__Цель 1__
Продублируйте из текста о музыкантах отрывок от слов «У меня, конечно, огромное» до слов «мосты между людьми.» включительно.

__Страница__

--

У меня, конечно, огромное количество друзей-украинцев, музыкантов. Музыкантство — это вообще такое всемирное братство, в котором у всех одна национальность — музыкант. У меня был проект, не Rastrelli Cello Quartet, —он был сделан под Америку, — а Russian Quattro, и в нем выступал украинский скрипач, с которым мы очень дружим. Как музыканты, мы продолжаем дружить, поддерживать отношения. Потому что если не мы — музыканты, то кто? Мы будем первыми, кто будет восстанавливать разрушенные мосты между людьми.
Опять же, наши предки давали нам прекрасный пример: Вильгельм Фуртвенглер, которого забанили практически во всем мире, гениальный дирижер Берлинской филармонии — он где в первую очередь начал выступать, после того как денацифицировали Германию? В Советском Союзе. А Курт Зандерлинг был вообще главным приглашенным дирижером в Ленинградской филармонии, понимаете? Наш город, в котором погибло огромное количество людей, в том числе и мои прабабушка с прадедушкой, могилы которых мы так и не нашли — они умерли от голода, там люди ходили на немецких дирижеров. И не просто немецких дирижеров, а тех, кто дирижировал главным немецким оркестром во время правления Гитлера.

--

Строки набора данных:
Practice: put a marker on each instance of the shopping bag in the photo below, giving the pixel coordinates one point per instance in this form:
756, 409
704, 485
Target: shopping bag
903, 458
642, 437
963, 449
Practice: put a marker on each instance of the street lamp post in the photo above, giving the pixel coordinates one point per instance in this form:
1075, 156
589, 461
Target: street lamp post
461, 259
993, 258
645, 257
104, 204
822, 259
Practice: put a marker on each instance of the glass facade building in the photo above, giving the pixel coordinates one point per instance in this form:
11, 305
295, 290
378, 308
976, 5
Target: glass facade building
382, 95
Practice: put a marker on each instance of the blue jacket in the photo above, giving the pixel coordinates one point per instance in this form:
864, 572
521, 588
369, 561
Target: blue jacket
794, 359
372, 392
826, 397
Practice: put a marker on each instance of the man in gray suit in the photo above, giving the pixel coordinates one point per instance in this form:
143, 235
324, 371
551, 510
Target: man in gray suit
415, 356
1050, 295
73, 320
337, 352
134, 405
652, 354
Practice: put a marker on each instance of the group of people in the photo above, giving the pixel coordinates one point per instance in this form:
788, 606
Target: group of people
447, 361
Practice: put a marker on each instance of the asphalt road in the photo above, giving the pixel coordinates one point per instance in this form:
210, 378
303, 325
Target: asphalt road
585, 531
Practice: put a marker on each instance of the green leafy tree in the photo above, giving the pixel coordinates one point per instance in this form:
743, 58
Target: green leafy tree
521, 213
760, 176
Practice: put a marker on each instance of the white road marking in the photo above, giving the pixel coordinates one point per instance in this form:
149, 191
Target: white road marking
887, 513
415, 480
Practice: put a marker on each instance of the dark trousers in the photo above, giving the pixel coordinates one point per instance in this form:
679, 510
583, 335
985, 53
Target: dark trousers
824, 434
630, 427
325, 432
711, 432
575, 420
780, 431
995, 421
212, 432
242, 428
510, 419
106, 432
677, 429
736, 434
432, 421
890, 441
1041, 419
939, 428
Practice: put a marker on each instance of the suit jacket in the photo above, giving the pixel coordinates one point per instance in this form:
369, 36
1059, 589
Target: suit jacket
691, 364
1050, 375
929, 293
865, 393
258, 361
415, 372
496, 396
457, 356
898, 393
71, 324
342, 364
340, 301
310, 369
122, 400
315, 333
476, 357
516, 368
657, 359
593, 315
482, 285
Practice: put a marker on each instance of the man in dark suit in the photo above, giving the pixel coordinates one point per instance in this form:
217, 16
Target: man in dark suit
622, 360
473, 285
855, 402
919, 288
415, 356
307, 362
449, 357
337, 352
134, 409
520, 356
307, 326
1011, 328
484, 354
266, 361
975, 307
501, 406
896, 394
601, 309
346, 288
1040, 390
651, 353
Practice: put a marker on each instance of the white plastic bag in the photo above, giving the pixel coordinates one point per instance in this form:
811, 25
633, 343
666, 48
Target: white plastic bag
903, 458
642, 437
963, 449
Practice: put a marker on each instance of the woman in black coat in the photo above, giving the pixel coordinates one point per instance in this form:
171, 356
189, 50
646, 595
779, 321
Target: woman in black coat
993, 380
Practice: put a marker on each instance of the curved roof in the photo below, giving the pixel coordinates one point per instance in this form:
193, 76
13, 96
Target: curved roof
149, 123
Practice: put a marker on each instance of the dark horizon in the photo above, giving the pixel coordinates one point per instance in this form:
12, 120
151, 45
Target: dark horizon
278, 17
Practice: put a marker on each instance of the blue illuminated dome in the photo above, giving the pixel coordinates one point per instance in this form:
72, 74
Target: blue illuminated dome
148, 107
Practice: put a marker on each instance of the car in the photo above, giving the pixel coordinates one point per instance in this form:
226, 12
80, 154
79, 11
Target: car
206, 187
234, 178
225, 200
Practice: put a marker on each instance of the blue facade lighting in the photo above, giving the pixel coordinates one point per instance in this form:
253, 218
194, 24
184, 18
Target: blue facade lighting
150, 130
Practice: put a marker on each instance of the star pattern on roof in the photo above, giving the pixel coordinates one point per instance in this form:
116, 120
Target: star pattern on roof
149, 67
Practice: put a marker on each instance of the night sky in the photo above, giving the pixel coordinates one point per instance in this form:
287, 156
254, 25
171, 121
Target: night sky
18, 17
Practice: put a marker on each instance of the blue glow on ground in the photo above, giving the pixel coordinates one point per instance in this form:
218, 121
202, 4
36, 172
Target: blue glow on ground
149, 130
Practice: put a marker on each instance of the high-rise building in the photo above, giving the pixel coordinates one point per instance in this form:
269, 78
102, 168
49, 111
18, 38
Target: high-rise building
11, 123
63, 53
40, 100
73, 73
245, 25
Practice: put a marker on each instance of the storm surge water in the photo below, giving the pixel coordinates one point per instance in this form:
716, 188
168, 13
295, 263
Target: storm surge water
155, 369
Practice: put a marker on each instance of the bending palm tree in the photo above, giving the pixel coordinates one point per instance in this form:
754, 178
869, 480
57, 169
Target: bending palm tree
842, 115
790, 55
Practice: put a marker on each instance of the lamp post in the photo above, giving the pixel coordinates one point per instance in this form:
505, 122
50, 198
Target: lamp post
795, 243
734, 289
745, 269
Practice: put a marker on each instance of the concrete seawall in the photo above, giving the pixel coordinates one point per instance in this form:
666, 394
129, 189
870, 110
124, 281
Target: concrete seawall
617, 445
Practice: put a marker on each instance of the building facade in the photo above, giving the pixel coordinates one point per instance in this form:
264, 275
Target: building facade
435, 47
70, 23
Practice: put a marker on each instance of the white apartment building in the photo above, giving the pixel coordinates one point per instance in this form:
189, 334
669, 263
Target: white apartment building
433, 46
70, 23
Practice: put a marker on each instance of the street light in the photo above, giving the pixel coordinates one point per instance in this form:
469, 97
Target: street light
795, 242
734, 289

--

__Цель 2__
Приведите в виде нумерованного списка только строки записей от строки, содержащей «Practice: put a marker on each instance of the white apartment», до конца записей включительно, пропустив пустые строки.

__Письменный ответ 1__
У меня, конечно, огромное количество друзей-украинцев, музыкантов. Музыкантство — это вообще такое всемирное братство, в котором у всех одна национальность — музыкант. У меня был проект, не Rastrelli Cello Quartet, —он был сделан под Америку, — а Russian Quattro, и в нем выступал украинский скрипач, с которым мы очень дружим. Как музыканты, мы продолжаем дружить, поддерживать отношения. Потому что если не мы — музыканты, то кто? Мы будем первыми, кто будет восстанавливать разрушенные мосты между людьми.

__Письменный ответ 2__
1. Practice: put a marker on each instance of the white apartment building in the photo above, giving the pixel coordinates one point per instance in this form:
2. 189, 334
3. 669, 263
4. Target: white apartment building
5. 433, 46
6. 70, 23
7. Practice: put a marker on each instance of the street light in the photo above, giving the pixel coordinates one point per instance in this form:
8. 469, 97
9. Target: street light
10. 795, 242
11. 734, 289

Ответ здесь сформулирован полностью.